• [What is expected] Copy out only the lines from the one containing "For every instance of the shadow" through the end of the records, requests included. Scale each point coordinate in the answers by 1.3 and round it to a whole number, with halves rounding up.

• [Source material]
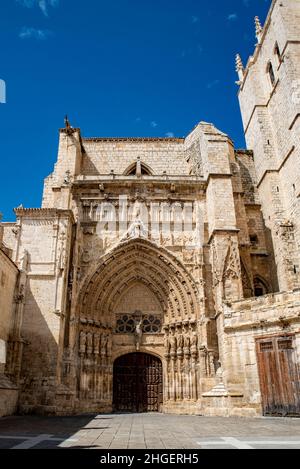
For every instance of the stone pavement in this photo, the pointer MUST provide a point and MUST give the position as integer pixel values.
(152, 431)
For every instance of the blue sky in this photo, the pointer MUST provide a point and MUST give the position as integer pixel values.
(117, 68)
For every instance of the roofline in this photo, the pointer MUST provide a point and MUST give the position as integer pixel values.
(253, 58)
(133, 139)
(9, 259)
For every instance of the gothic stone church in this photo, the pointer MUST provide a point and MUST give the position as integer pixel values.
(163, 274)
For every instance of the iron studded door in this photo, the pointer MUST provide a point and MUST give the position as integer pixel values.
(138, 383)
(279, 376)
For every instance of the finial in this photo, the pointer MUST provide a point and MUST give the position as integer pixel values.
(67, 123)
(258, 28)
(239, 68)
(239, 63)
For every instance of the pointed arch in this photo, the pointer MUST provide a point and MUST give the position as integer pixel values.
(246, 280)
(139, 260)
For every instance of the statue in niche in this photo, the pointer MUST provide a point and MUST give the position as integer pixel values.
(82, 343)
(167, 345)
(187, 345)
(96, 344)
(89, 343)
(173, 344)
(180, 344)
(138, 334)
(104, 340)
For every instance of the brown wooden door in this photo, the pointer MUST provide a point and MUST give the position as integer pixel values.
(279, 376)
(138, 383)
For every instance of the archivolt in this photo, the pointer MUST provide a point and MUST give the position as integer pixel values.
(140, 261)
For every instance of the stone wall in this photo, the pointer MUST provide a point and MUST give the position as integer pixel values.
(270, 114)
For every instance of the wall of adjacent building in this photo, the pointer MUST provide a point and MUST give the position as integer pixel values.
(8, 280)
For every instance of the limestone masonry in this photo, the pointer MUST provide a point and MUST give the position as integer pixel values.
(163, 274)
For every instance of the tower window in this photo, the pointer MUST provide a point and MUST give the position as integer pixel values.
(270, 71)
(254, 240)
(260, 287)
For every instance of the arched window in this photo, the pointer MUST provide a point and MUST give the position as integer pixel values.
(260, 287)
(270, 71)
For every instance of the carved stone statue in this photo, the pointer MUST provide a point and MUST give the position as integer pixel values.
(167, 346)
(138, 334)
(82, 343)
(89, 343)
(173, 344)
(96, 344)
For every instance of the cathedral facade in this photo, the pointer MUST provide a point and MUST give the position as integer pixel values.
(163, 274)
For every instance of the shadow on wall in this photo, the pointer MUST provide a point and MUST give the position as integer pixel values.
(39, 361)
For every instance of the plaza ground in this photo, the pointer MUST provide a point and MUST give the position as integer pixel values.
(148, 431)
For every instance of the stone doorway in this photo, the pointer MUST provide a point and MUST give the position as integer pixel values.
(138, 383)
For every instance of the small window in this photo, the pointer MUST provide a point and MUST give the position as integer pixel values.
(260, 287)
(285, 344)
(254, 240)
(266, 346)
(270, 71)
(277, 52)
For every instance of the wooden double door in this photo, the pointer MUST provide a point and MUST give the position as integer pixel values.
(279, 375)
(138, 383)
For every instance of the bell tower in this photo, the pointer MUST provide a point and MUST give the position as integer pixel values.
(269, 96)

• [Finished task]
For every instance of the shadow on wall in this photo, the pointer MUST provide a point and MUST give the position as integer pixel values.
(51, 469)
For every instance of the plaza ground in this photo, the pointer MUST provide a point and MUST give the position as integer pixel values.
(192, 560)
For every instance of the stone doorway in this photo, the pointer MUST provide a point and MUST give the position as integer pixel values.
(179, 498)
For every instance of the small window in this photo, the pointer MUST provide a point and MUST give the position as integer pixel values.
(338, 373)
(371, 447)
(330, 312)
(346, 450)
(351, 92)
(360, 68)
For every instance of the wooden double door in this photo, the pointer MUST provide a point and MUST give the position as integer pixel values.
(363, 488)
(179, 498)
For every instance of the bell tower in this photo, the pointer MUST provide a point and MUST give the position as integer pixel values.
(350, 125)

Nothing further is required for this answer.